- _Описание задачи_
Воспроизведите без изменений отрывок из текста о газетах и буржуазии, начиная со слов «Народ - Мишле» и заканчивая словами «произведениями третьестепенных писак.».

- _Текст для чтения_
##############################

Народ - Мишле Жюль. Страница 20
Лет десять тому назад газеты считали, что пользуются влиянием. Теперь они изменили свое мнение, поняв (если говорить только о литературе), что буржуазия – а читает она одна, народ ничего не читает – не нуждается в искусстве. Таким образом буржуазии, удалось уничтожить (и никто не стал на это жаловаться) и искусство, и критику, обходившиеся слишком дорого. Она начала пользоваться услугами импровизаторов, романистов, работающих сообща, а потом и тех, кто ставит свое имя под произведениями третьестепенных писак.
Общий упадок ощущается не очень резко, ибо он касается всего без исключения. Ведь если мельчают все части целого, то их относительные размеры не меняются.

##############################

- _Извлечённые записи_
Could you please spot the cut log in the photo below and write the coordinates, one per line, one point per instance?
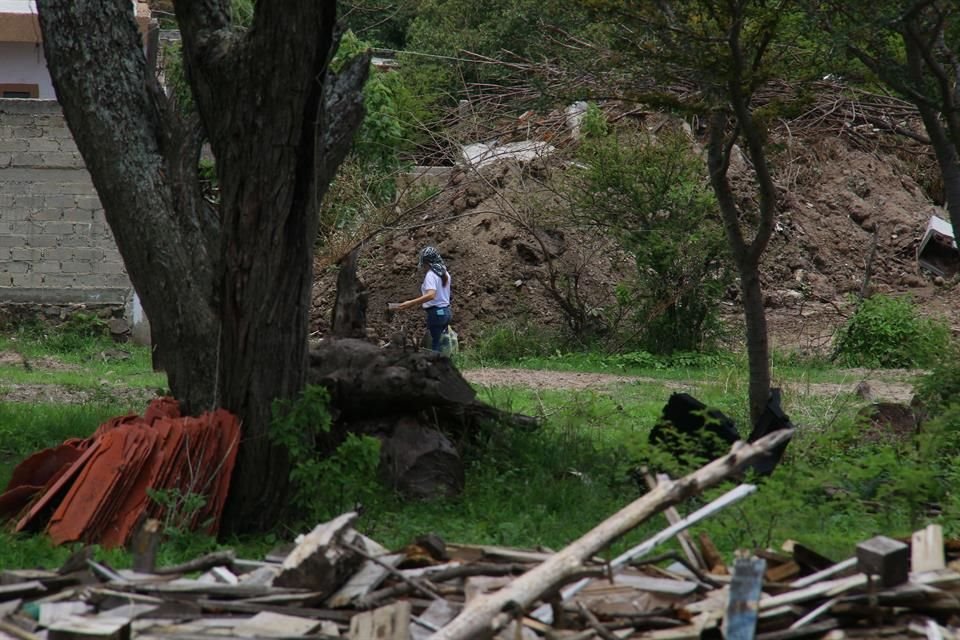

##############################

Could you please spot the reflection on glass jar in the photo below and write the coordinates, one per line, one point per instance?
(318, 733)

##############################

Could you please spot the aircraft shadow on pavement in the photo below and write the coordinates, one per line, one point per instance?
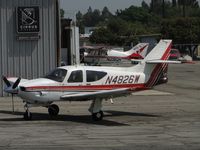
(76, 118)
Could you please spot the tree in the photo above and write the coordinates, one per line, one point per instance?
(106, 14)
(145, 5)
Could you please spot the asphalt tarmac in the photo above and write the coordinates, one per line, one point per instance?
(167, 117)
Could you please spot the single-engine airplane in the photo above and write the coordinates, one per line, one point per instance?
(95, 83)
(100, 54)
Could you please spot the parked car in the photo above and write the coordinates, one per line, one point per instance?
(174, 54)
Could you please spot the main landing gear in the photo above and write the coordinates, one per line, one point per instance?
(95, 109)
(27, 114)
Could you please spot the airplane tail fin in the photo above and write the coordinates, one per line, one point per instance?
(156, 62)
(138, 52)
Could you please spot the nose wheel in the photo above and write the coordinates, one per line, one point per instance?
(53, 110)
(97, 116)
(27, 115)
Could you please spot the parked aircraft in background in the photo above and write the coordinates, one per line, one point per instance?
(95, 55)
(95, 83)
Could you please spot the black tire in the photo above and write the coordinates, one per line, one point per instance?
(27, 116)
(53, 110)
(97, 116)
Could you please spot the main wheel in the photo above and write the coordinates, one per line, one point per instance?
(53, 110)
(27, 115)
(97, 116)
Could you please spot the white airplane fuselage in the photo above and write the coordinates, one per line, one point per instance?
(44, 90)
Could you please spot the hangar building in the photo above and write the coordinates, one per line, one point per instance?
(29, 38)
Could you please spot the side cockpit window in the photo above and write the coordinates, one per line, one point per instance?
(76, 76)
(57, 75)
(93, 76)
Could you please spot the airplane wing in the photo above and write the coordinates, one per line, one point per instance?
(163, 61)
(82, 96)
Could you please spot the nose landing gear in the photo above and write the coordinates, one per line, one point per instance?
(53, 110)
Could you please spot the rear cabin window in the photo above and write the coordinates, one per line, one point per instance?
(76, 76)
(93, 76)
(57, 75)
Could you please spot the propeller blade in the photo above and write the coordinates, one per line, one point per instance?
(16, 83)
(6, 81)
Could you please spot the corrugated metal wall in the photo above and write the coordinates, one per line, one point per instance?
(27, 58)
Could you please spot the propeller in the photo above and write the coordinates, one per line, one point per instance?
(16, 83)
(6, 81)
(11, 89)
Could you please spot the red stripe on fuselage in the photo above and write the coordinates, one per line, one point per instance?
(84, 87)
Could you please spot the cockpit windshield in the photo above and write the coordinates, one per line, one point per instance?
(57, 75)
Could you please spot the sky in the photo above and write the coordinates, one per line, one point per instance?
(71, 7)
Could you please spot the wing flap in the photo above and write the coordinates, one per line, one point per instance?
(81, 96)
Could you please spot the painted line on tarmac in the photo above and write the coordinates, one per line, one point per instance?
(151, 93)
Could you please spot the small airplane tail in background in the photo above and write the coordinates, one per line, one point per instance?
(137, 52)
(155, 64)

##############################

- _Результат упражнения_
Народ - Мишле Жюль. Страница 20
Лет десять тому назад газеты считали, что пользуются влиянием. Теперь они изменили свое мнение, поняв (если говорить только о литературе), что буржуазия – а читает она одна, народ ничего не читает – не нуждается в искусстве. Таким образом буржуазии, удалось уничтожить (и никто не стал на это жаловаться) и искусство, и критику, обходившиеся слишком дорого. Она начала пользоваться услугами импровизаторов, романистов, работающих сообща, а потом и тех, кто ставит свое имя под произведениями третьестепенных писак.